ITEMS
----------------
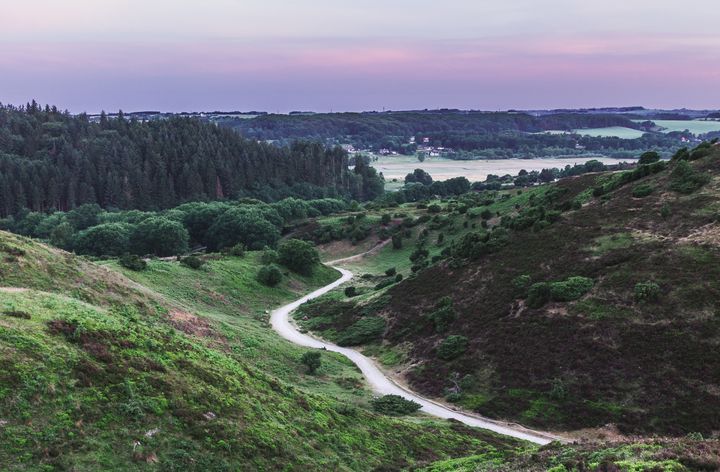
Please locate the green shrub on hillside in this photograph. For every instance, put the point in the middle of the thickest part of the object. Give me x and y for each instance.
(566, 290)
(193, 262)
(312, 360)
(237, 250)
(298, 256)
(570, 289)
(394, 405)
(269, 275)
(452, 347)
(642, 190)
(685, 179)
(647, 291)
(269, 256)
(132, 262)
(362, 331)
(443, 315)
(538, 295)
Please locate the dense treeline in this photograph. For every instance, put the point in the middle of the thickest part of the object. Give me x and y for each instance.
(90, 230)
(51, 160)
(499, 135)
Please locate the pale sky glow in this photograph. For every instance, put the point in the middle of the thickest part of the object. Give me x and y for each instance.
(281, 55)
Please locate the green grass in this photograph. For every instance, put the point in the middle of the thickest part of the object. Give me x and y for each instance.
(611, 131)
(694, 126)
(226, 292)
(116, 383)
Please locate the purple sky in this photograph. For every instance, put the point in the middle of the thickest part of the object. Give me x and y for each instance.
(282, 55)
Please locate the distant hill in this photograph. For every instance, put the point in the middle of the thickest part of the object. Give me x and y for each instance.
(53, 161)
(590, 301)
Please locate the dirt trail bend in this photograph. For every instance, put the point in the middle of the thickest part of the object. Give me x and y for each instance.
(381, 384)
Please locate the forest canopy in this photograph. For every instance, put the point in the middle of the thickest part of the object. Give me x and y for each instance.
(51, 160)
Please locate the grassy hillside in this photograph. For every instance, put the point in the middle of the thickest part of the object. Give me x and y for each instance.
(600, 306)
(100, 373)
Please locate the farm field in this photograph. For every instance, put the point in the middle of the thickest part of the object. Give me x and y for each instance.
(397, 167)
(611, 132)
(694, 126)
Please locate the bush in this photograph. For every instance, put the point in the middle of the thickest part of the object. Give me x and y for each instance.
(237, 250)
(685, 179)
(110, 239)
(452, 347)
(642, 190)
(362, 331)
(160, 236)
(648, 158)
(570, 289)
(443, 315)
(538, 295)
(269, 256)
(298, 256)
(520, 283)
(132, 262)
(647, 291)
(269, 275)
(193, 262)
(394, 405)
(397, 241)
(312, 360)
(384, 283)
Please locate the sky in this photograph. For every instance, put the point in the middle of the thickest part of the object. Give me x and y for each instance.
(355, 55)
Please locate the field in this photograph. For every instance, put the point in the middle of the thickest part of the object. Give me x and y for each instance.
(694, 126)
(397, 167)
(611, 132)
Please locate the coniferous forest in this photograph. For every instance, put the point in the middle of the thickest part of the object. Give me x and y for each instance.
(51, 160)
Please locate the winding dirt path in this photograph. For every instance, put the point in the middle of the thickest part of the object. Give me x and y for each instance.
(380, 383)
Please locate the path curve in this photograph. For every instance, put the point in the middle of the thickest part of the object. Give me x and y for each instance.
(280, 320)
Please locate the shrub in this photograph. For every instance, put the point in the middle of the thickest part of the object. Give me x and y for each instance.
(132, 262)
(452, 347)
(269, 275)
(384, 283)
(443, 315)
(397, 241)
(110, 239)
(298, 256)
(269, 256)
(570, 289)
(685, 179)
(237, 250)
(648, 158)
(160, 236)
(193, 262)
(362, 331)
(642, 190)
(521, 282)
(312, 360)
(647, 291)
(538, 295)
(394, 405)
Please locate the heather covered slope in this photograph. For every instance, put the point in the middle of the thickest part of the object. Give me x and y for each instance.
(99, 373)
(607, 315)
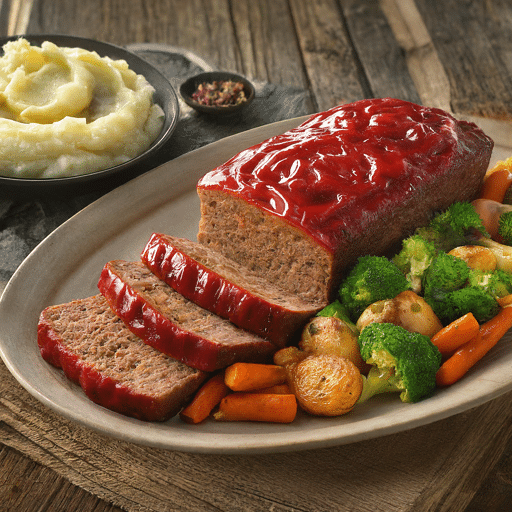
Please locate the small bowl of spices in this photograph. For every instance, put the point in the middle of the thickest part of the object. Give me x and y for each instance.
(217, 92)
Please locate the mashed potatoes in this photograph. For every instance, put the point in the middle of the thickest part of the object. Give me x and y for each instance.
(67, 111)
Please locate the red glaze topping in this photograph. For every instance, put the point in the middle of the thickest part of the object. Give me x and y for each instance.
(368, 150)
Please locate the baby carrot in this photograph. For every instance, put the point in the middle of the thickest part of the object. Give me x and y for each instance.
(471, 352)
(257, 407)
(208, 396)
(455, 334)
(504, 301)
(495, 185)
(278, 389)
(250, 376)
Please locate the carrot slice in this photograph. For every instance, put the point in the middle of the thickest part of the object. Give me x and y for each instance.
(208, 396)
(496, 184)
(504, 301)
(278, 389)
(471, 352)
(455, 334)
(250, 376)
(257, 407)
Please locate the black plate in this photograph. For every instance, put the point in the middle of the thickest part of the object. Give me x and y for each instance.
(164, 96)
(188, 88)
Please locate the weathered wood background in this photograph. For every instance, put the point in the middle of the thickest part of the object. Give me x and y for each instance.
(455, 54)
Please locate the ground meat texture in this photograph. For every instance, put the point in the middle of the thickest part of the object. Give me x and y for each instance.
(112, 365)
(223, 287)
(169, 322)
(301, 207)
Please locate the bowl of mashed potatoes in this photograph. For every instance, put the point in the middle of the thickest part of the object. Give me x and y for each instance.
(74, 109)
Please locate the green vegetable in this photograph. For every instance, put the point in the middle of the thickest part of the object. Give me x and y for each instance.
(401, 361)
(452, 289)
(505, 227)
(445, 273)
(458, 225)
(414, 258)
(373, 278)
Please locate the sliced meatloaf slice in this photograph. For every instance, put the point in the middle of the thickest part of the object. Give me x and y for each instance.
(112, 365)
(301, 207)
(223, 287)
(169, 322)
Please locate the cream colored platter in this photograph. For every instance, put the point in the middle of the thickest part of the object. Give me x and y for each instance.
(66, 266)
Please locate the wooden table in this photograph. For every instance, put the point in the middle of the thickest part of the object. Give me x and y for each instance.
(454, 54)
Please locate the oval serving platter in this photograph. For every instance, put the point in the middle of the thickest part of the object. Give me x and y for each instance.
(66, 266)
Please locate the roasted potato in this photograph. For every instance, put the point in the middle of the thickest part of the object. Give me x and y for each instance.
(476, 257)
(407, 310)
(330, 335)
(325, 385)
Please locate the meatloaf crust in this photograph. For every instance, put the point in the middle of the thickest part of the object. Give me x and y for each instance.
(223, 287)
(169, 322)
(300, 207)
(114, 368)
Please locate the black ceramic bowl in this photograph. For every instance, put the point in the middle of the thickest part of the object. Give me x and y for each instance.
(164, 96)
(188, 88)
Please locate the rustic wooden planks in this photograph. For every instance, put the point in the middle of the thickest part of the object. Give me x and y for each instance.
(338, 50)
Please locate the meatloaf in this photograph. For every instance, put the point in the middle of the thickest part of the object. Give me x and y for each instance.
(169, 322)
(223, 287)
(300, 207)
(114, 367)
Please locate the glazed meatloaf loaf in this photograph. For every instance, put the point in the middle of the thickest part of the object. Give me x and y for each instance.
(300, 207)
(169, 322)
(114, 367)
(223, 287)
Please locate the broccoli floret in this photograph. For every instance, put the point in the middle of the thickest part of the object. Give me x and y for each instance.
(452, 289)
(505, 227)
(414, 258)
(372, 278)
(458, 225)
(401, 361)
(445, 274)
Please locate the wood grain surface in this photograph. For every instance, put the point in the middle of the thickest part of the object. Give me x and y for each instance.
(454, 54)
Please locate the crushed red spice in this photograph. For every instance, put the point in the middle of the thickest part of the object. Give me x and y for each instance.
(220, 93)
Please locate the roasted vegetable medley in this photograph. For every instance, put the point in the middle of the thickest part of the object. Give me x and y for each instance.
(408, 324)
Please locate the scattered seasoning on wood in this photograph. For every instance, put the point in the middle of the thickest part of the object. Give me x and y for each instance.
(220, 93)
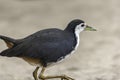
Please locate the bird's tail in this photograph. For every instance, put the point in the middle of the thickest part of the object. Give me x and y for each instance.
(11, 43)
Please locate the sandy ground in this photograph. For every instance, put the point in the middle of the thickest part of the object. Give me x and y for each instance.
(98, 55)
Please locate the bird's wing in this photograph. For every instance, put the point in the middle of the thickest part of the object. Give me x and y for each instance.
(46, 45)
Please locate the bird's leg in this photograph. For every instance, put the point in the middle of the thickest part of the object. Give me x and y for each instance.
(62, 77)
(35, 73)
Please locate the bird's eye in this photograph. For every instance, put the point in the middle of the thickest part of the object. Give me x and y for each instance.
(82, 25)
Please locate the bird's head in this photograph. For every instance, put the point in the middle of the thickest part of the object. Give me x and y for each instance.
(78, 25)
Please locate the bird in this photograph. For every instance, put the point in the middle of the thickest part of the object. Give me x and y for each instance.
(47, 46)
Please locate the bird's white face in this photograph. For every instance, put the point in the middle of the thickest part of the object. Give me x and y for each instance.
(83, 27)
(80, 27)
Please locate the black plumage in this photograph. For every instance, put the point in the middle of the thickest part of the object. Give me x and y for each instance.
(46, 46)
(49, 45)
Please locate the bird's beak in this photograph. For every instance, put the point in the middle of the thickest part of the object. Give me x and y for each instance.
(88, 28)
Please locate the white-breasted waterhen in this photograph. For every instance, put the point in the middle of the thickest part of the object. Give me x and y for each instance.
(46, 46)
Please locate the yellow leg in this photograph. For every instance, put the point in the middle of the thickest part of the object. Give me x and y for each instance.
(35, 73)
(62, 77)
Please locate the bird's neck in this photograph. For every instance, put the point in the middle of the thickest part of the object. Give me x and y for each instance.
(76, 34)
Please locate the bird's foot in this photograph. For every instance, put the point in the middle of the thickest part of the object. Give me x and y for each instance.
----------------
TASK REQUIREMENTS
Reproduce the lines from the line containing "Please locate the bird's neck" through the final line, substituting "widest" for "thickest" and leaving everything else unchanged.

ANSWER FOR THE TASK
Please locate the bird's neck in this photograph. For every instance, put the point in the middle of the widest part of the object. Give me x and y for each instance.
(76, 34)
Please locate the bird's foot in this photograph. For every instance, put the point in the middle of the widest part of the object. Give me x and y for each instance.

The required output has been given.